§ Exercise brief:
In the records below, render the lines as a numbered list, from the line containing "tag the railing handrail" up to and including the line containing "<point>399,142</point>", leaving out any blank lines.

☆ ☆ ☆ ☆ ☆ ☆ ☆

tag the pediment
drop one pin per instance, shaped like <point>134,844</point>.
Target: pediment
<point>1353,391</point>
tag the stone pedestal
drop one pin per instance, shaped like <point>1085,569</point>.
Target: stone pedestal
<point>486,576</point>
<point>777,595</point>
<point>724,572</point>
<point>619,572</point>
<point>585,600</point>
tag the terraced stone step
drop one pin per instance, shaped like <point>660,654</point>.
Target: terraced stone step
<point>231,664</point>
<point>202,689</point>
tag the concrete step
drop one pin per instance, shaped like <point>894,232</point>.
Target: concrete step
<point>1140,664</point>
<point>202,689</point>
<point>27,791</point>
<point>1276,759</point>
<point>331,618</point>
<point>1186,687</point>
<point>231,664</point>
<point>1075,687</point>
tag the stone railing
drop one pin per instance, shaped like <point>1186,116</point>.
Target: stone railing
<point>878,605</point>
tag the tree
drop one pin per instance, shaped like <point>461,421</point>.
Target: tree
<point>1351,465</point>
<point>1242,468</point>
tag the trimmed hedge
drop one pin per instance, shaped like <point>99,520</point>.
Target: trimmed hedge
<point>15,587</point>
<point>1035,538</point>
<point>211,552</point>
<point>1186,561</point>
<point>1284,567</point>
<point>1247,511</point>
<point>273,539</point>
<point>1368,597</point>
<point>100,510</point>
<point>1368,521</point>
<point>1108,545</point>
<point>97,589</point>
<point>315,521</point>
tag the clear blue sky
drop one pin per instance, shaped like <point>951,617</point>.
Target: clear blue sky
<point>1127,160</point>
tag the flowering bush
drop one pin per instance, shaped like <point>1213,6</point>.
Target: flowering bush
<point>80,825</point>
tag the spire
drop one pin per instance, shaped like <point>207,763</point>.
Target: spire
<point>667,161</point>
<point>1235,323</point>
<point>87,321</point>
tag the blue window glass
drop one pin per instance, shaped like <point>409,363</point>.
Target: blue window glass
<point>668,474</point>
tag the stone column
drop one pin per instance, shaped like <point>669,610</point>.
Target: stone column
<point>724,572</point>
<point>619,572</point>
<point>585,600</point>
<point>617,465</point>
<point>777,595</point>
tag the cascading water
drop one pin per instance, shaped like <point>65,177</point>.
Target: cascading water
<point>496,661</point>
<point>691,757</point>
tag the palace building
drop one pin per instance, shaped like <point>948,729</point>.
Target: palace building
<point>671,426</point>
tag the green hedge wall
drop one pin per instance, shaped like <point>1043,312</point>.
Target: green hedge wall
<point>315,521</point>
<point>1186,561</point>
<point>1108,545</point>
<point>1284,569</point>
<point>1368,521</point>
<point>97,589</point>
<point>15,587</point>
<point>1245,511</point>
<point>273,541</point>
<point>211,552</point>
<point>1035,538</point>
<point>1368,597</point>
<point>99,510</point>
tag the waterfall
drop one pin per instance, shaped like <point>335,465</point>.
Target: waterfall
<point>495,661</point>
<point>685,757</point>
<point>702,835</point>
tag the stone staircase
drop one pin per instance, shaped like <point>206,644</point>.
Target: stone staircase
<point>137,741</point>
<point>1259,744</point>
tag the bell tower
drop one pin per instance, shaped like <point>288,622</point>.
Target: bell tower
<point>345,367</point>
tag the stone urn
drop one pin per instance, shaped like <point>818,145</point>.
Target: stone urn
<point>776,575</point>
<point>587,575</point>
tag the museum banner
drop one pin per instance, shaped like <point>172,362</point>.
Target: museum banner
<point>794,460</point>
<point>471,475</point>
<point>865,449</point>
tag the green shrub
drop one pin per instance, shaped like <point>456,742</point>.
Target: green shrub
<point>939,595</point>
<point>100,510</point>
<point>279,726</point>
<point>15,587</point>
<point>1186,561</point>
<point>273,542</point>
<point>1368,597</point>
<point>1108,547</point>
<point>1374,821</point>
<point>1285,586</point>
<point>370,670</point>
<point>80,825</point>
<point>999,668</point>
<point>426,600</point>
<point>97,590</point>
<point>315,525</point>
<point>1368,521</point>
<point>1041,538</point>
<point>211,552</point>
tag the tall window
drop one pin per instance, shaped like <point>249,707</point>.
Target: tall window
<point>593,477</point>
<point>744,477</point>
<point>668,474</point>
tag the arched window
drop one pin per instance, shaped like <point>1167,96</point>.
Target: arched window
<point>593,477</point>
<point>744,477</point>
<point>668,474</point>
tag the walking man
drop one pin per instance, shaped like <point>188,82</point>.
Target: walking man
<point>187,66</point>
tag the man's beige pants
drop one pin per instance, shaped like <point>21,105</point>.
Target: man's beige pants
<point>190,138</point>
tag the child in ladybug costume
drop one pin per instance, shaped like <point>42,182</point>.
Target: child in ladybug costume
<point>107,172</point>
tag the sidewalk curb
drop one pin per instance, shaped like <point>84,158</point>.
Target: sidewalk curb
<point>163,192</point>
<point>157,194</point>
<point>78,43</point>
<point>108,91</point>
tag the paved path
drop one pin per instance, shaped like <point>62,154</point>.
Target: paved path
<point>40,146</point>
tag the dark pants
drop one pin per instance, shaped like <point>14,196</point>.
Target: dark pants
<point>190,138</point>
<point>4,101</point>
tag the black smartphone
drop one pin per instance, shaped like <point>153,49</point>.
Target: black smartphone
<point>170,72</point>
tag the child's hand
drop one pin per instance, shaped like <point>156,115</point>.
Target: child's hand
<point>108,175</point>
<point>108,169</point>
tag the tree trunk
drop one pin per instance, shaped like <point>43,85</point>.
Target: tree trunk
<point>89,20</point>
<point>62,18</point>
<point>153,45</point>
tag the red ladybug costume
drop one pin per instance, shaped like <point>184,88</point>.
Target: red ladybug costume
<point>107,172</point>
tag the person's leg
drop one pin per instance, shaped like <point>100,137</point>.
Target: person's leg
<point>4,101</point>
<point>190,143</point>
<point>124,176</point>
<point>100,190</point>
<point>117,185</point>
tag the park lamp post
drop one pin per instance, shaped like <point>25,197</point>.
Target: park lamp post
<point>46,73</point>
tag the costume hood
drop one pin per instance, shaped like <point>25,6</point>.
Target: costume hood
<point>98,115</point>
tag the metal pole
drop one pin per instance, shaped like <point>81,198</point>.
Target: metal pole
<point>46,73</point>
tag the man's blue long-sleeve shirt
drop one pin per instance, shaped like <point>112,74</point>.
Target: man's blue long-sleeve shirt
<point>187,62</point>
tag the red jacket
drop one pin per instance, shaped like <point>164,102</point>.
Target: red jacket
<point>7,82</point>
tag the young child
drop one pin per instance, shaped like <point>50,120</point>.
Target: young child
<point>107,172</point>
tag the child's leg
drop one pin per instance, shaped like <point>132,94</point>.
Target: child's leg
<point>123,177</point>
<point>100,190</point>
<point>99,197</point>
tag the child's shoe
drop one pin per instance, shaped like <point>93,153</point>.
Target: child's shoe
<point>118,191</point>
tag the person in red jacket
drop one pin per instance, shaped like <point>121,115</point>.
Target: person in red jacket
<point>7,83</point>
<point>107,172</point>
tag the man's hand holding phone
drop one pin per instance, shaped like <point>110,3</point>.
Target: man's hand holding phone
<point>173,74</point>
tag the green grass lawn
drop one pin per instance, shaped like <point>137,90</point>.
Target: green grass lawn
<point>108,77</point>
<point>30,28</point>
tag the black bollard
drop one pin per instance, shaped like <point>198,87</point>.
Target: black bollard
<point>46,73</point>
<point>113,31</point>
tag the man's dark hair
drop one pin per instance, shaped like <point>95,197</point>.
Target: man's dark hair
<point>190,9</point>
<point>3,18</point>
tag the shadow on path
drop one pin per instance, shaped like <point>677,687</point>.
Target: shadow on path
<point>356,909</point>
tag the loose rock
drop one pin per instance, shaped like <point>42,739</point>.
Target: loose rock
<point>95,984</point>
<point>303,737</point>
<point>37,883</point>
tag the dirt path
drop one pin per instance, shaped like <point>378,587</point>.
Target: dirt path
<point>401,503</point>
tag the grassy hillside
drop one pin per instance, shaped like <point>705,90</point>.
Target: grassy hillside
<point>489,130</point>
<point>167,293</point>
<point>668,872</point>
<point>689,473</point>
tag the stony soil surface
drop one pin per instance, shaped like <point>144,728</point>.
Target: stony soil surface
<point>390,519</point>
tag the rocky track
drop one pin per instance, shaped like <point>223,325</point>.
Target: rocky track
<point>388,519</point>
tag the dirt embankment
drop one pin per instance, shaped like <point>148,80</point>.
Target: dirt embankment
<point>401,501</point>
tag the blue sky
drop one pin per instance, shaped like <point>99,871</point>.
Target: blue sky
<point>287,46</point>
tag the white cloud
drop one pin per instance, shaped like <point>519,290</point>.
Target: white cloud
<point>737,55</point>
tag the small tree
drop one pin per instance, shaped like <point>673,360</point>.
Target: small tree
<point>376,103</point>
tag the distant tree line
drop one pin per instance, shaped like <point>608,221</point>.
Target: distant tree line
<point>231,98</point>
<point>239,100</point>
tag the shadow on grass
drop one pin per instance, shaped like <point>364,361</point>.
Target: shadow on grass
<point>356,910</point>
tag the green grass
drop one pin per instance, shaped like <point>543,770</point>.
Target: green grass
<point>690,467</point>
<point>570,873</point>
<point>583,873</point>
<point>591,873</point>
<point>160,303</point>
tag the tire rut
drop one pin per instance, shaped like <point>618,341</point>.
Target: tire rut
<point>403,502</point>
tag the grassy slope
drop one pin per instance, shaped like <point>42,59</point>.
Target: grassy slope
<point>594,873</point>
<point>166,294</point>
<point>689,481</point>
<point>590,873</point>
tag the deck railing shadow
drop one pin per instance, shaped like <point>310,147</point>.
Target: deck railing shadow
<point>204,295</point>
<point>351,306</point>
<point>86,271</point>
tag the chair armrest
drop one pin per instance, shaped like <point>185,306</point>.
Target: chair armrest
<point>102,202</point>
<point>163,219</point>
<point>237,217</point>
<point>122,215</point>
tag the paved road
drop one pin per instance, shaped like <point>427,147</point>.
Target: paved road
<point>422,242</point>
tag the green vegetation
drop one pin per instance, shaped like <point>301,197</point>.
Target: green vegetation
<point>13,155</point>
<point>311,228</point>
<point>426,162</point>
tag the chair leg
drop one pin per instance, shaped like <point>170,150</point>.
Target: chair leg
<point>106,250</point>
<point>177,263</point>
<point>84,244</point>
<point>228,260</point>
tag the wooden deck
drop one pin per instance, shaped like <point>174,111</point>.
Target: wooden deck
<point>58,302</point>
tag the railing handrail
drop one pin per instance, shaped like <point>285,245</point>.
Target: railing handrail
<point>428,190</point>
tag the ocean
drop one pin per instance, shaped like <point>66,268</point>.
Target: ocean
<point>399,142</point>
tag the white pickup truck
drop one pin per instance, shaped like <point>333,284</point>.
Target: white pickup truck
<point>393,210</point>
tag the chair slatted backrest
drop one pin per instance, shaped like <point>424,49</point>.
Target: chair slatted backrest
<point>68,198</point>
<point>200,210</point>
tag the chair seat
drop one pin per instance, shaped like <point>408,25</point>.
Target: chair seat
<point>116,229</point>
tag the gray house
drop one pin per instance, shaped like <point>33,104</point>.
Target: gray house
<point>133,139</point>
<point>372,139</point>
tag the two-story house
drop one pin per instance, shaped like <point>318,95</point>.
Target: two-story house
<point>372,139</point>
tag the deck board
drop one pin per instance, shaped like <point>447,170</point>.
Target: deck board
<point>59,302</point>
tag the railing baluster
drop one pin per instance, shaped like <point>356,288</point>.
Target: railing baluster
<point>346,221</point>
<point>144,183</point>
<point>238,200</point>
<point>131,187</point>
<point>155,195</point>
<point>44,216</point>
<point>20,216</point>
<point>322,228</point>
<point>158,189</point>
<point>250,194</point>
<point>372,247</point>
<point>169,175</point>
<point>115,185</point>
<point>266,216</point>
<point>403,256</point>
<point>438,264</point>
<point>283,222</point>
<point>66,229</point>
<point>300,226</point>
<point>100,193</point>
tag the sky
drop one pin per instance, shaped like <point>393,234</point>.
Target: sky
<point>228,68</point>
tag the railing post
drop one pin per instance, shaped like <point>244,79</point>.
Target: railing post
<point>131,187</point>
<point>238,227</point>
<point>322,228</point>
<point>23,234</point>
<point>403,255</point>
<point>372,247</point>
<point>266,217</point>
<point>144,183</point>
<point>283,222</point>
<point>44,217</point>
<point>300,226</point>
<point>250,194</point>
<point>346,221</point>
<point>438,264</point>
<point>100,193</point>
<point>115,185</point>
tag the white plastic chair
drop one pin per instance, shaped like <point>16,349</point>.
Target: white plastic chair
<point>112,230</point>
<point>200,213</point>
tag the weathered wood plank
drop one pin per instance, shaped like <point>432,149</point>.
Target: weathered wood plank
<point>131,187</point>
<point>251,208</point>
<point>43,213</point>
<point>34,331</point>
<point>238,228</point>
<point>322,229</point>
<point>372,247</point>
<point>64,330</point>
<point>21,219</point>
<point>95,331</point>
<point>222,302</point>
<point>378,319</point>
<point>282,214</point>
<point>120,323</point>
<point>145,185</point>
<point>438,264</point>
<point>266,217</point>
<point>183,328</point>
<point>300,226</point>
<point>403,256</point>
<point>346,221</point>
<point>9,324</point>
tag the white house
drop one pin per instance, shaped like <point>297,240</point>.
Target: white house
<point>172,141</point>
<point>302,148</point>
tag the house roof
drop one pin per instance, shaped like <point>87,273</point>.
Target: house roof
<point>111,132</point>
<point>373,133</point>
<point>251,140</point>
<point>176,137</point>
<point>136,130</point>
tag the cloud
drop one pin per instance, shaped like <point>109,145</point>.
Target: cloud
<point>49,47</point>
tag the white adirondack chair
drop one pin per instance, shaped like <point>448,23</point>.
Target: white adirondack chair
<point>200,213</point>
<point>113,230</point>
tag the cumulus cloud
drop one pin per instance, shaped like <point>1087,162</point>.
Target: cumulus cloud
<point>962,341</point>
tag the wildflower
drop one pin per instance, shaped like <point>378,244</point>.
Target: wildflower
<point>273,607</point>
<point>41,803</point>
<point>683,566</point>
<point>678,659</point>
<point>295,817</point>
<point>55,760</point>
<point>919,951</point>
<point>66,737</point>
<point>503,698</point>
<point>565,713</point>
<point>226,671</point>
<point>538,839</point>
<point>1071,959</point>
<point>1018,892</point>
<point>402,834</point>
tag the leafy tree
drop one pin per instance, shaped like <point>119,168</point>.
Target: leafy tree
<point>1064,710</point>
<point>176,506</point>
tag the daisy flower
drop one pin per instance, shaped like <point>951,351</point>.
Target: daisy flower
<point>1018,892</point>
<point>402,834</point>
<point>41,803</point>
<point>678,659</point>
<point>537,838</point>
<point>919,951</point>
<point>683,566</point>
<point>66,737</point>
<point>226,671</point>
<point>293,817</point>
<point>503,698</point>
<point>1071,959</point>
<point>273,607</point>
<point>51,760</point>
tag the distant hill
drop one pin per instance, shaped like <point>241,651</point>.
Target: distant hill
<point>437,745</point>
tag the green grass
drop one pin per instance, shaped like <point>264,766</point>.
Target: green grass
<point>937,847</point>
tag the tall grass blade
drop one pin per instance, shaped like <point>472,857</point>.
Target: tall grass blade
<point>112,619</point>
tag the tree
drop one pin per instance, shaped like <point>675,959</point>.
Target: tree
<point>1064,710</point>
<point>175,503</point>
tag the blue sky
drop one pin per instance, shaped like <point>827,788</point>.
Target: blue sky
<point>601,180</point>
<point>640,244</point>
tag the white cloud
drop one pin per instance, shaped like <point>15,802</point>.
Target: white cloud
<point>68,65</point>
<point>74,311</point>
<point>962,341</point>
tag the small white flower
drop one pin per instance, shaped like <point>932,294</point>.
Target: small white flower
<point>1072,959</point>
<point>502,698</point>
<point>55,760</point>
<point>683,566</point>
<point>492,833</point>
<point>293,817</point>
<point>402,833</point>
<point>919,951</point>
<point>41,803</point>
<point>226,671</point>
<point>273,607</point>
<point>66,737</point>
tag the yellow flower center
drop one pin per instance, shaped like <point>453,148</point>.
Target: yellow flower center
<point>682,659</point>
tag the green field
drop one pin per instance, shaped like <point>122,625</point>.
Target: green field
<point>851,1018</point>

☆ ☆ ☆ ☆ ☆ ☆ ☆

§ Exercise result:
1. tag the railing handrail
2. drop one pin per instance, shaped like <point>285,245</point>.
3. Target: railing handrail
4. <point>428,190</point>
5. tag the ocean
6. drop one pin per instance, shaped like <point>66,268</point>.
7. Target: ocean
8. <point>399,142</point>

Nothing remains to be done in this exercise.